*Exercise brief*:
Decide whether each statement agrees with the text below on Aati Kalenja. Answer yes or no for each, and quote the words from the text that decide it.
1. Household members give Aati Kalenja rice as a reward.
2. The drum Aati Kalenja dances to is called paddana.
3. An increase in paddy cultivation contributed to the tradition's disappearance.

*Selected excerpt*:
──────────
Aati Kalenja visits houses and carries out a ritual of sprinkling water mixed with Charcoal, Turmeric powder and Tamarind to do away with any misfortune that might have befallen on the family and the cattle. He dances to the beats of the drum called tembere which is of great significance in culture of Tulu Nadu.

The accompanist beats the drum and recites the song, "Aateek Baththe Aati Kalenja", narrating the story of the spirit. As a reward for expunging the evil that surrounds, household members give him rice. Aati Kalenja is also considered as a traditional healer who at times dispenses medicinal herbs to overcome illness.

== Food ==
Ambade (Hog plum), Kanile (Bamboo shoot), Paagile (wild bitter gourd), Thojank (Cassia tora), Thimare (both wild greens), wild Jackfruit, drumstick leaves and Colocasia leaves are some of the locally available vegetables that are used in the season.

== In modern days ==
With changing times the situation is very different now: development, education, technology and increased employment opportunities have led to the disappearance of this ancient ritualistic folk dance. Reduction in paddy cultivation too contributed to the disappearance of the tradition. This decade-old ritual is on the verge of extinction.

Karnataka Tulu Sahitya Academy former president Vaman Nandavara said that Nalike community members in the city are not keen on continuing with the tradition as they get more job opportunities due to reservation and urbanization. "Parents of Nalike community members dress their children as Aati Kalenja and make them dance to the tunes of paddana (traditional Tulu songs) in front of houses. Nowadays, children too are hesitant as they concentrate on education".

In spite of it, Aati Kalenja remains an integral part of the folk culture of the Tulu Nadu region and one can witness this folk dance only in the interior pockets of Tulu Nadu, during Aati days.
──────────
*Supplied records*:
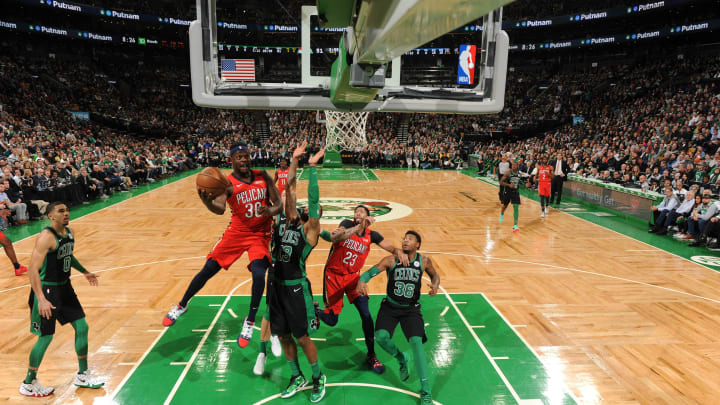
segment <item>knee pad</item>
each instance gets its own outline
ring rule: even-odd
[[[379,343],[387,342],[390,340],[390,332],[386,331],[385,329],[379,329],[375,331],[375,339]]]
[[[73,328],[75,328],[75,333],[78,335],[87,335],[90,328],[88,327],[87,321],[85,321],[85,318],[78,319],[75,322],[72,322]]]
[[[368,306],[369,301],[370,299],[367,295],[357,297],[355,298],[355,301],[353,301],[353,305],[355,305],[355,308],[358,309],[362,318],[370,318],[370,307]]]
[[[205,276],[205,279],[209,280],[210,277],[216,275],[221,268],[222,267],[220,267],[220,263],[216,262],[213,259],[209,259],[205,262],[205,266],[203,266],[202,270],[200,270],[200,274]]]
[[[267,272],[268,267],[270,267],[270,262],[268,262],[267,257],[253,260],[250,263],[250,272],[252,273],[252,277],[262,277],[265,279],[265,273]]]

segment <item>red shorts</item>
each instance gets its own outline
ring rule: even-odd
[[[550,197],[550,183],[539,183],[538,195],[541,197]]]
[[[335,315],[340,315],[343,307],[342,297],[344,294],[347,294],[350,303],[355,301],[355,299],[360,296],[355,291],[358,280],[360,280],[360,272],[340,274],[325,270],[325,282],[323,283],[325,313],[330,313],[330,310],[332,310]]]
[[[222,238],[208,253],[207,259],[213,259],[227,270],[243,253],[248,252],[250,263],[253,260],[270,257],[270,236],[252,233],[224,233]],[[248,264],[248,270],[250,265]]]

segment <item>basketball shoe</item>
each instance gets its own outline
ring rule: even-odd
[[[181,307],[180,305],[175,305],[172,307],[170,312],[165,315],[163,318],[163,326],[172,326],[175,324],[175,321],[180,317],[180,315],[187,312],[187,307]]]
[[[100,388],[105,385],[103,381],[93,377],[89,370],[75,374],[75,381],[73,381],[73,384],[82,388]]]
[[[26,384],[24,382],[20,384],[20,393],[26,397],[46,397],[48,395],[52,395],[54,391],[55,388],[53,387],[44,387],[40,385],[40,383],[37,382],[37,379],[34,379],[30,384]]]
[[[408,364],[410,363],[410,356],[403,352],[403,359],[400,361],[400,381],[407,381],[410,378],[410,370]]]
[[[253,374],[262,375],[265,372],[265,361],[267,356],[265,353],[258,353],[258,359],[255,360],[255,367],[253,367]]]
[[[368,354],[367,357],[365,357],[365,362],[378,374],[382,374],[385,371],[385,366],[380,363],[380,360],[377,359],[375,354]]]
[[[23,274],[23,273],[27,273],[27,267],[21,265],[20,267],[18,267],[17,269],[15,269],[15,275],[16,275],[16,276],[19,276],[19,275],[21,275],[21,274]]]
[[[310,402],[320,402],[325,397],[325,382],[327,377],[325,374],[320,374],[320,377],[313,378],[313,391],[310,394]]]
[[[280,398],[292,397],[300,390],[300,388],[306,386],[307,383],[307,379],[302,374],[290,378],[290,384],[288,384],[287,388],[280,393]]]
[[[246,348],[248,344],[250,344],[250,340],[252,339],[252,329],[253,326],[255,326],[255,322],[249,322],[247,318],[243,321],[243,329],[240,331],[240,335],[238,336],[238,346],[241,348]]]

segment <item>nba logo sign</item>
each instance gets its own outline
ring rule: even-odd
[[[475,45],[460,45],[458,84],[475,83]]]

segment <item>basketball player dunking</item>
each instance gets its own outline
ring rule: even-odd
[[[187,311],[187,304],[205,283],[221,268],[227,270],[247,252],[250,259],[248,269],[252,273],[252,298],[248,316],[243,321],[238,336],[238,345],[246,347],[252,339],[255,315],[263,291],[265,274],[270,267],[270,226],[272,218],[267,213],[270,202],[280,204],[280,194],[270,175],[264,170],[250,168],[250,152],[245,145],[230,149],[233,172],[228,176],[230,186],[224,194],[213,199],[205,191],[198,190],[200,199],[210,212],[225,213],[226,204],[232,210],[232,219],[220,241],[208,253],[205,266],[193,278],[180,303],[163,318],[163,325],[170,326]],[[264,322],[264,320],[263,320]]]
[[[360,270],[370,254],[370,245],[375,243],[393,253],[405,265],[408,256],[402,249],[396,249],[392,243],[384,239],[378,232],[368,229],[374,220],[370,210],[364,205],[355,207],[354,221],[344,220],[340,227],[330,234],[323,231],[320,237],[332,242],[325,273],[323,275],[323,300],[325,310],[318,309],[318,317],[327,325],[335,326],[343,308],[343,295],[355,306],[362,320],[365,346],[367,347],[366,363],[376,373],[385,371],[382,363],[375,355],[375,334],[373,320],[368,306],[368,297],[358,295],[355,287],[360,279]]]
[[[280,168],[275,171],[275,180],[273,181],[274,183],[277,183],[278,192],[280,194],[285,191],[285,186],[287,186],[287,175],[289,170],[287,158],[280,159]]]

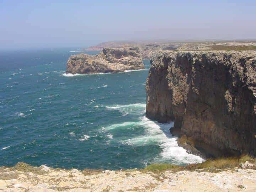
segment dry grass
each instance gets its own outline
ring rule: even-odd
[[[86,169],[82,171],[82,172],[85,175],[92,175],[100,174],[104,171],[103,169]]]
[[[34,167],[23,162],[17,163],[14,167],[11,168],[11,171],[19,171],[24,172],[32,172],[37,175],[44,175],[46,171],[41,170],[38,167]]]
[[[225,46],[223,45],[213,45],[210,47],[210,50],[226,50],[228,51],[230,51],[230,50],[242,51],[246,50],[256,50],[256,46]]]
[[[204,171],[219,172],[227,169],[240,167],[241,163],[246,161],[256,164],[256,159],[255,158],[248,155],[244,155],[239,157],[209,159],[202,163],[191,164],[185,166],[169,164],[153,164],[149,165],[142,171],[150,171],[156,172],[166,170],[176,172],[203,169]]]

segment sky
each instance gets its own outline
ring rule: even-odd
[[[0,0],[0,49],[256,39],[256,1]]]

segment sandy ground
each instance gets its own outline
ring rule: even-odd
[[[94,172],[53,169],[44,165],[37,169],[26,172],[1,167],[0,191],[256,191],[256,170],[250,169],[235,168],[217,173],[202,170]]]

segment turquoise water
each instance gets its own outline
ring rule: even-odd
[[[0,53],[0,166],[118,169],[202,161],[178,146],[172,123],[145,117],[149,61],[144,70],[67,75],[73,50]]]

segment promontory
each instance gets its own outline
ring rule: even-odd
[[[174,121],[181,146],[208,156],[256,154],[256,52],[160,52],[150,62],[148,117]]]
[[[97,55],[81,53],[71,55],[67,62],[66,73],[115,73],[144,67],[138,47],[104,48]]]

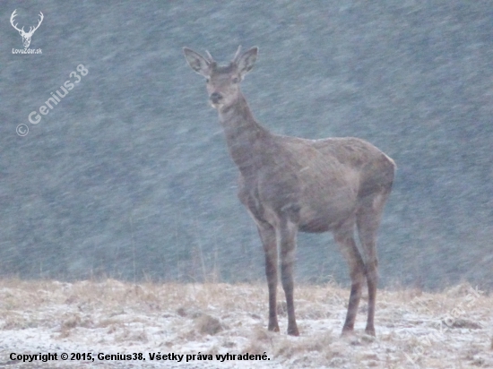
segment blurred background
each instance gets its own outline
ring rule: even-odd
[[[42,54],[13,54],[14,9],[26,30],[43,13]],[[493,287],[490,1],[4,1],[0,38],[0,276],[264,281],[238,170],[182,53],[226,63],[242,45],[260,48],[242,89],[265,127],[359,137],[395,160],[382,287]],[[348,283],[331,234],[299,235],[297,280]]]

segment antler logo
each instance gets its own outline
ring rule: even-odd
[[[21,30],[19,30],[17,28],[17,23],[13,24],[13,19],[17,16],[17,14],[15,13],[15,12],[17,12],[17,9],[15,9],[13,11],[13,13],[12,13],[12,15],[10,16],[10,23],[12,24],[12,26],[17,30],[19,31],[19,34],[22,37],[22,44],[24,44],[24,47],[29,47],[30,44],[30,38],[32,37],[32,34],[34,33],[34,31],[36,30],[38,30],[39,28],[39,25],[41,24],[41,21],[43,21],[43,13],[41,12],[39,12],[39,21],[38,21],[38,25],[36,27],[30,27],[29,29],[29,32],[26,32],[24,31],[24,27],[22,27]]]

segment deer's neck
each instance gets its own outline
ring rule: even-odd
[[[219,120],[233,161],[245,177],[254,175],[271,133],[255,121],[241,92],[233,105],[220,109]]]

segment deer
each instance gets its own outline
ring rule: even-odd
[[[35,26],[35,27],[30,26],[30,29],[29,29],[29,31],[26,32],[26,31],[24,31],[24,27],[22,27],[21,30],[19,30],[17,28],[18,23],[13,24],[13,20],[17,16],[16,12],[17,12],[17,9],[15,9],[13,12],[12,15],[10,16],[10,23],[12,24],[12,26],[15,30],[17,30],[19,31],[19,34],[22,37],[22,44],[24,45],[24,47],[27,48],[30,45],[30,38],[34,34],[34,31],[36,30],[38,30],[39,28],[39,26],[41,25],[41,22],[43,21],[43,19],[44,19],[44,15],[41,12],[39,12],[39,21],[38,21],[38,25]]]
[[[239,47],[226,65],[218,64],[208,51],[205,56],[188,47],[183,52],[190,67],[206,79],[209,102],[218,111],[229,155],[239,169],[238,196],[262,241],[269,290],[268,330],[280,330],[276,305],[280,264],[287,333],[299,335],[293,295],[297,235],[332,232],[349,264],[351,283],[342,335],[354,331],[366,279],[365,332],[375,336],[376,233],[392,190],[394,161],[361,139],[308,140],[274,134],[261,125],[239,88],[255,64],[258,47],[242,53]],[[354,238],[356,228],[359,248]]]

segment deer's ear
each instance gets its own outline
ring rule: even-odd
[[[209,77],[211,73],[210,61],[188,47],[183,47],[183,53],[185,54],[186,63],[188,63],[188,65],[190,65],[194,71],[200,75]]]
[[[250,48],[248,51],[246,51],[241,56],[238,58],[238,61],[236,63],[239,74],[242,78],[254,67],[257,55],[258,47],[255,47]]]

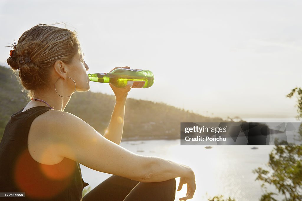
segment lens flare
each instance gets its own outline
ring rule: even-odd
[[[32,199],[47,199],[57,195],[74,179],[76,162],[64,158],[54,165],[37,162],[27,149],[16,161],[14,181],[21,191]]]

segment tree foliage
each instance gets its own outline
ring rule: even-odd
[[[291,144],[278,145],[269,154],[269,170],[258,168],[253,171],[258,174],[256,180],[263,182],[262,187],[266,193],[261,201],[275,200],[267,192],[265,184],[274,185],[286,201],[302,200],[302,146]]]
[[[297,94],[297,103],[296,105],[298,108],[297,111],[299,115],[296,117],[298,118],[302,118],[302,89],[296,87],[291,90],[291,92],[286,95],[287,97],[291,98],[295,94]]]

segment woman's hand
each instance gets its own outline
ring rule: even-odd
[[[191,168],[191,175],[187,177],[181,177],[179,180],[179,185],[178,186],[177,191],[180,190],[182,188],[182,185],[185,184],[187,184],[187,194],[186,196],[179,198],[180,200],[186,200],[188,199],[191,199],[193,197],[194,193],[196,189],[196,184],[195,183],[195,175],[194,172]]]
[[[124,67],[117,67],[112,69],[109,72],[111,72],[112,71],[117,68],[130,68],[129,66]],[[115,87],[111,84],[109,84],[111,88],[112,89],[114,94],[115,95],[115,100],[117,102],[123,102],[126,100],[127,96],[128,95],[128,92],[130,91],[131,85],[127,85],[124,88],[118,88]]]

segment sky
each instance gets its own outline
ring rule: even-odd
[[[296,99],[286,96],[302,87],[301,1],[50,2],[0,1],[0,64],[25,31],[63,22],[77,33],[88,72],[153,72],[153,85],[128,97],[224,118],[297,114]],[[107,84],[90,86],[113,94]]]

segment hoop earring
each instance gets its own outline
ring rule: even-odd
[[[71,95],[70,95],[70,96],[61,96],[60,94],[59,94],[58,93],[58,92],[56,91],[56,84],[57,82],[58,81],[58,80],[59,80],[60,78],[62,78],[62,77],[60,77],[57,80],[57,81],[56,81],[56,82],[55,82],[55,91],[56,91],[56,93],[57,93],[57,94],[58,94],[58,95],[59,95],[59,96],[61,96],[61,97],[63,97],[63,98],[68,98],[68,97],[70,97],[72,96],[72,95],[73,95],[73,94],[75,92],[76,92],[76,82],[75,82],[75,80],[73,80],[73,79],[72,78],[71,78],[71,77],[67,77],[67,78],[70,78],[70,79],[71,79],[71,80],[72,80],[73,81],[73,82],[74,83],[75,86],[76,86],[76,88],[75,89],[75,90],[73,91],[73,93],[71,94]]]

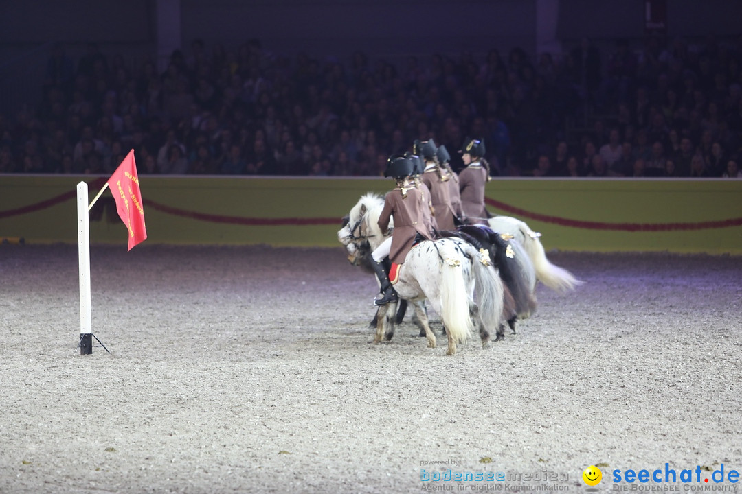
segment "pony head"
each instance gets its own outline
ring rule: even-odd
[[[344,218],[343,227],[338,230],[338,240],[348,248],[349,253],[364,242],[368,242],[371,250],[375,249],[385,237],[378,227],[378,216],[384,208],[384,198],[374,193],[361,196],[361,199],[350,210],[347,221]],[[390,227],[393,227],[393,220]],[[355,248],[349,246],[354,245]]]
──────────
*Solved problem*:
1. Yes: "As a reward for expunging the evil that surrounds, household members give him rice."
2. No: "He dances to the beats of the drum called tembere"
3. No: "Reduction in paddy cultivation too contributed to the disappearance of the tradition."